[Stored dataset items]

■ ■ ■ ■ ■

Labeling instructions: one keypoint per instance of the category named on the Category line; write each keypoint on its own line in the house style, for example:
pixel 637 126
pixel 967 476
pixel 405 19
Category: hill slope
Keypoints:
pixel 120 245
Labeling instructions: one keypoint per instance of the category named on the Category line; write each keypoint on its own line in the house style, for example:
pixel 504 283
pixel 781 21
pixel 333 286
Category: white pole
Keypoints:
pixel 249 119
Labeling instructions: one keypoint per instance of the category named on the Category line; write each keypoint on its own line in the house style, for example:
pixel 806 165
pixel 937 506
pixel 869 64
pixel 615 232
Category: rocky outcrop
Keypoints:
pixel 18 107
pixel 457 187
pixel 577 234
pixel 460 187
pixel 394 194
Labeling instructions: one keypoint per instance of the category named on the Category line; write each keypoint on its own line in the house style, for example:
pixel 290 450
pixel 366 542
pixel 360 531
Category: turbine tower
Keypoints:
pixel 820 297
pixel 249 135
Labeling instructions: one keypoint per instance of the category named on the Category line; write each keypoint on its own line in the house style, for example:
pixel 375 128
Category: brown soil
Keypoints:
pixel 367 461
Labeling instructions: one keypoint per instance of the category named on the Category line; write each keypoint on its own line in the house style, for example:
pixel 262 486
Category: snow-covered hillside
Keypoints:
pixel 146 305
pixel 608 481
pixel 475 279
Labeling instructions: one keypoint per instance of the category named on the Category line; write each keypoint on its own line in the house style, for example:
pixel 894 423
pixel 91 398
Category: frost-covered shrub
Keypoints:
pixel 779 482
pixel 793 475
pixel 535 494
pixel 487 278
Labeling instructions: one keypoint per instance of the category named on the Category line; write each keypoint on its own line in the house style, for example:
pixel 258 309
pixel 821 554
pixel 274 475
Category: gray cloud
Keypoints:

■ ■ ■ ■ ■

WORK REQUIRED => Could you set down every record exactly as given?

WRITTEN RESPONSE =>
Labeling instructions: one keypoint per instance of the category named on the Category line; write each keypoint on its own line in the house style, for example:
pixel 637 126
pixel 967 476
pixel 405 19
Category: hill slope
Keypoints:
pixel 120 245
Labeling instructions: one keypoint per instance of the category named on the Category line; write each keypoint on its own line in the house style, for example:
pixel 504 283
pixel 781 21
pixel 333 286
Category: white pole
Keypoints:
pixel 249 119
Labeling instructions: one keypoint per instance of the category named on the Category line; write each keypoint on its own line in the house style, for example:
pixel 806 165
pixel 937 506
pixel 869 64
pixel 615 232
Category: rocky outcrop
Keypoints:
pixel 18 107
pixel 457 187
pixel 577 234
pixel 460 187
pixel 394 194
Labeling instructions: one keypoint per instance of the category named on the Category line; write each keypoint on its own line in the house style, for example:
pixel 290 450
pixel 366 542
pixel 360 531
Category: turbine tower
Keypoints:
pixel 820 297
pixel 249 135
Labeling instructions: one keypoint per instance of the category named on the Category line; write each keypoint on its own line in the house style, for example:
pixel 375 128
Category: brown soil
Keypoints:
pixel 367 461
Labeling instructions: one keypoint per instance of the category named on the Category line; write each keypoint on its own line in the house style, for example:
pixel 262 486
Category: snow-covered hillside
Keypoints:
pixel 146 305
pixel 608 481
pixel 475 279
Labeling instructions: one keypoint per instance of the category named on the Category line; write each keypoint on its own line in the house style, for example:
pixel 894 423
pixel 91 398
Category: frost-covered shrub
Keypoints:
pixel 779 482
pixel 793 475
pixel 535 494
pixel 487 278
Labeling instructions: one keypoint per instance of the category named on the Category line; write each keypoint on its own line in the house style, for example:
pixel 258 309
pixel 821 554
pixel 274 475
Category: gray cloud
Keypoints:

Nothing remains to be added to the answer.